Position annotation records:
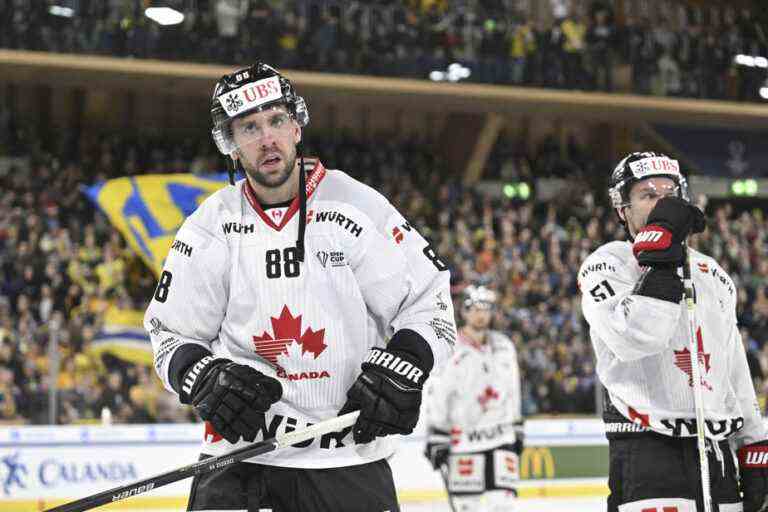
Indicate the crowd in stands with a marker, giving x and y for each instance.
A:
(572, 45)
(62, 264)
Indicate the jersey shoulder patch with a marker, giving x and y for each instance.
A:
(703, 265)
(342, 188)
(607, 259)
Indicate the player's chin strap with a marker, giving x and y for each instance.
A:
(302, 203)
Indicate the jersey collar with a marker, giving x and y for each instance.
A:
(315, 176)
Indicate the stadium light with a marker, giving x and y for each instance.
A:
(517, 190)
(164, 15)
(750, 61)
(454, 73)
(64, 12)
(744, 188)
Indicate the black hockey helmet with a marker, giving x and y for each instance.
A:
(639, 166)
(252, 89)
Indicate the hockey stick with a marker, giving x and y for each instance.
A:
(444, 475)
(698, 398)
(209, 465)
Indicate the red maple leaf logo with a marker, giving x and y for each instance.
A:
(287, 329)
(683, 360)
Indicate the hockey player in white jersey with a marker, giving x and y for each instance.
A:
(473, 413)
(294, 295)
(632, 298)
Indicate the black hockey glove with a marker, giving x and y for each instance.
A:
(231, 396)
(753, 468)
(660, 242)
(388, 392)
(438, 447)
(659, 246)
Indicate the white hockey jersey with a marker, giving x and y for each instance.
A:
(643, 359)
(232, 283)
(476, 395)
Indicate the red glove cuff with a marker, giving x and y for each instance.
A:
(753, 456)
(652, 238)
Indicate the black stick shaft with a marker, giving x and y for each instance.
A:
(208, 465)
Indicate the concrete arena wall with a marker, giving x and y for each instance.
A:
(41, 466)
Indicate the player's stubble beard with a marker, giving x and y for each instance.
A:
(271, 182)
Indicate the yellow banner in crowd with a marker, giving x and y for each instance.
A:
(149, 209)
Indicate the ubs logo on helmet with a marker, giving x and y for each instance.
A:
(233, 103)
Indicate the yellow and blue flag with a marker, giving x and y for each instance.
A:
(123, 336)
(148, 210)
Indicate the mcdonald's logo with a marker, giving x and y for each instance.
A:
(537, 462)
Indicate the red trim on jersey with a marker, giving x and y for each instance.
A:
(314, 178)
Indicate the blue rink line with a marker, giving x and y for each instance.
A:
(146, 444)
(533, 441)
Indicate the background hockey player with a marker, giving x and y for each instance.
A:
(631, 297)
(474, 412)
(300, 294)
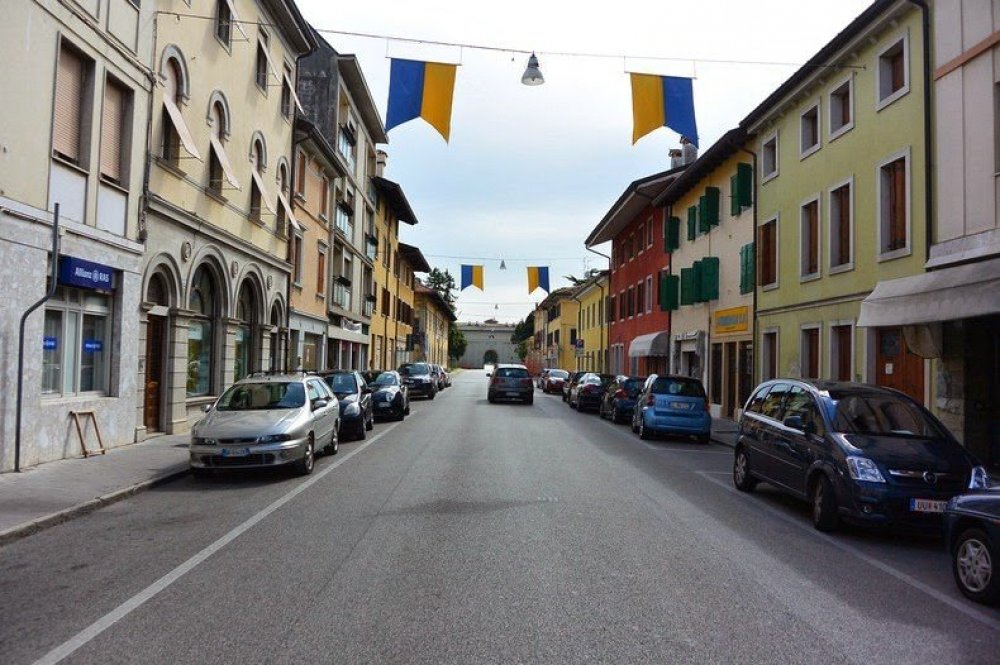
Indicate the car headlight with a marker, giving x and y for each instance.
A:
(979, 480)
(862, 468)
(274, 438)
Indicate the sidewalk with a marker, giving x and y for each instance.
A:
(725, 431)
(50, 493)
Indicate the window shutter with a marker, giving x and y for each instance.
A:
(68, 105)
(734, 198)
(112, 128)
(709, 278)
(673, 234)
(712, 196)
(744, 184)
(669, 285)
(687, 286)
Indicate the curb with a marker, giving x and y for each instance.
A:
(53, 519)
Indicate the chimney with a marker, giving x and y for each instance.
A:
(689, 149)
(676, 158)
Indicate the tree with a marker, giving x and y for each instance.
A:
(456, 342)
(523, 330)
(443, 283)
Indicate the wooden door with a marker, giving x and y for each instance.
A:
(895, 366)
(154, 373)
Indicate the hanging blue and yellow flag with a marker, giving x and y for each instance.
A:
(472, 276)
(420, 89)
(662, 101)
(538, 276)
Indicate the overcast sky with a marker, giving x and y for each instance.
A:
(530, 171)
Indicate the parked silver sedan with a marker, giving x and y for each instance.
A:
(265, 421)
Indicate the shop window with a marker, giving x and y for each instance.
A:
(76, 346)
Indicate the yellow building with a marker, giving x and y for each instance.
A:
(216, 273)
(841, 203)
(432, 323)
(394, 279)
(591, 323)
(709, 285)
(556, 317)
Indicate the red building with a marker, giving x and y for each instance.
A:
(639, 335)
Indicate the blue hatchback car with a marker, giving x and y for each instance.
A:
(674, 405)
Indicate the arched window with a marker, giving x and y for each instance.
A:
(204, 302)
(246, 314)
(175, 131)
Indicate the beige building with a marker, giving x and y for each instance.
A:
(432, 322)
(77, 81)
(708, 283)
(216, 276)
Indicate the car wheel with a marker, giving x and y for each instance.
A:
(974, 562)
(305, 465)
(824, 502)
(742, 478)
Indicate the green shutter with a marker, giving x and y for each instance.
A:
(669, 285)
(709, 278)
(734, 201)
(744, 185)
(673, 239)
(687, 286)
(712, 196)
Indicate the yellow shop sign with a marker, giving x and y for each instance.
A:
(734, 319)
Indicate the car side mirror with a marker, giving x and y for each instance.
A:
(795, 422)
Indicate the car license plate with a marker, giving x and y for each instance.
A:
(927, 506)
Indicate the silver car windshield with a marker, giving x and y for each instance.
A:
(263, 396)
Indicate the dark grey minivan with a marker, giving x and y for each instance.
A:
(858, 452)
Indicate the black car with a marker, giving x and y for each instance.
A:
(390, 396)
(972, 529)
(352, 391)
(864, 453)
(420, 379)
(588, 391)
(619, 398)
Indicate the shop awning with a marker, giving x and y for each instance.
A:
(653, 344)
(949, 294)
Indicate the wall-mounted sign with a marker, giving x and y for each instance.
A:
(734, 319)
(85, 274)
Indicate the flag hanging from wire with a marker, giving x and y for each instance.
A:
(662, 101)
(538, 277)
(472, 276)
(420, 89)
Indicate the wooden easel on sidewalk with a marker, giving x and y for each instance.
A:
(79, 430)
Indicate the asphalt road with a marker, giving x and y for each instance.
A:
(478, 533)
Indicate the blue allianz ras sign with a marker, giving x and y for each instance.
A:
(85, 274)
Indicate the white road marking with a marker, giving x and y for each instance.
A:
(114, 616)
(955, 604)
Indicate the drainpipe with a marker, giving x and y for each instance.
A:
(20, 336)
(928, 146)
(607, 319)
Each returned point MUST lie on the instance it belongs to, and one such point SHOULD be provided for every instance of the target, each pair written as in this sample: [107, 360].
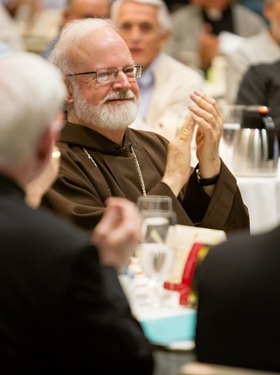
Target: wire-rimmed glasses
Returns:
[106, 75]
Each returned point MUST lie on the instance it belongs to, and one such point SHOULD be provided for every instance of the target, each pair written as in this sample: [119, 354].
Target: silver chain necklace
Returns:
[139, 172]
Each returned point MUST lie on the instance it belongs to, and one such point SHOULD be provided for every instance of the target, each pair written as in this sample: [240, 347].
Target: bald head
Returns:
[77, 9]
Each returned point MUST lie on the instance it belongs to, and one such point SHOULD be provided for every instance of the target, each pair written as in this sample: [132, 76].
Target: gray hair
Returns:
[72, 36]
[163, 12]
[31, 93]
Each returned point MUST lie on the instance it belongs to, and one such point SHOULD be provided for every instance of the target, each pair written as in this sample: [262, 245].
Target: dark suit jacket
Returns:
[239, 302]
[58, 314]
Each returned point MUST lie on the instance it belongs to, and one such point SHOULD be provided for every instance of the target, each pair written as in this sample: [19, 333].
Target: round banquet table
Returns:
[262, 197]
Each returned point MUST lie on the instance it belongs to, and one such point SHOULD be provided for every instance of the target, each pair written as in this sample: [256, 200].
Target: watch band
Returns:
[206, 181]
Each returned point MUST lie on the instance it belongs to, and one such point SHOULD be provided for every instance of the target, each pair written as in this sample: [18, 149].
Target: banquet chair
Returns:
[196, 368]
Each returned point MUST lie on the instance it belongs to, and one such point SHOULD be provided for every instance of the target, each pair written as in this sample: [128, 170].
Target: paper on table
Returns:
[182, 238]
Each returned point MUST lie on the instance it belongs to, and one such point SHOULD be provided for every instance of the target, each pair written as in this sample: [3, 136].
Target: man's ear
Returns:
[165, 35]
[69, 86]
[46, 144]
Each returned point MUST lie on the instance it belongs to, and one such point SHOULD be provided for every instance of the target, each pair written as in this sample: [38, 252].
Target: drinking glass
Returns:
[232, 119]
[156, 256]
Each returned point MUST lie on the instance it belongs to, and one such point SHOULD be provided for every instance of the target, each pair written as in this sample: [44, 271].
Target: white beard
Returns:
[107, 115]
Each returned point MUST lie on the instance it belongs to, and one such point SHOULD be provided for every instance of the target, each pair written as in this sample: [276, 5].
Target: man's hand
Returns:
[208, 116]
[177, 171]
[118, 233]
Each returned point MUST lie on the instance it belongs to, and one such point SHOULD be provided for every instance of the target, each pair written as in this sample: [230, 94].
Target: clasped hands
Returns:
[205, 112]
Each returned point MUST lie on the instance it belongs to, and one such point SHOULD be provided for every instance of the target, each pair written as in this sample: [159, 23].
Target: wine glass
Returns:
[155, 255]
[156, 206]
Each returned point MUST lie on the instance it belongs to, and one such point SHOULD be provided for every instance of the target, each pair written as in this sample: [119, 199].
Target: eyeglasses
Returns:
[106, 75]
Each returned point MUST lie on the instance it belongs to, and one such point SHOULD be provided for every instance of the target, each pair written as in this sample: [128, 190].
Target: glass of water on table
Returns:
[154, 253]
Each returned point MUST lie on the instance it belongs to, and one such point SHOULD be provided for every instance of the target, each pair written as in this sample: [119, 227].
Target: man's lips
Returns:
[136, 50]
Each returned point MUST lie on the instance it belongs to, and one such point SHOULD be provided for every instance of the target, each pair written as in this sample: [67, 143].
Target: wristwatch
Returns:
[206, 181]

Work to be completed
Write the lines out verbatim, from the one with "sample: [119, 227]." through the last line of the entries, and stop there.

Result of the exercise
Each returned point MUST lie on the instance it belongs to, and one such point SHOULD be provided for every instance of the target, each pair written as in this sample: [119, 227].
Target: man's lips
Returns:
[136, 50]
Each returned point MUST lie on the instance it belongs to, and one such point SHOULD be provided for every instance of the target, each pair written as in this sample: [67, 143].
Target: wristwatch
Returns:
[206, 181]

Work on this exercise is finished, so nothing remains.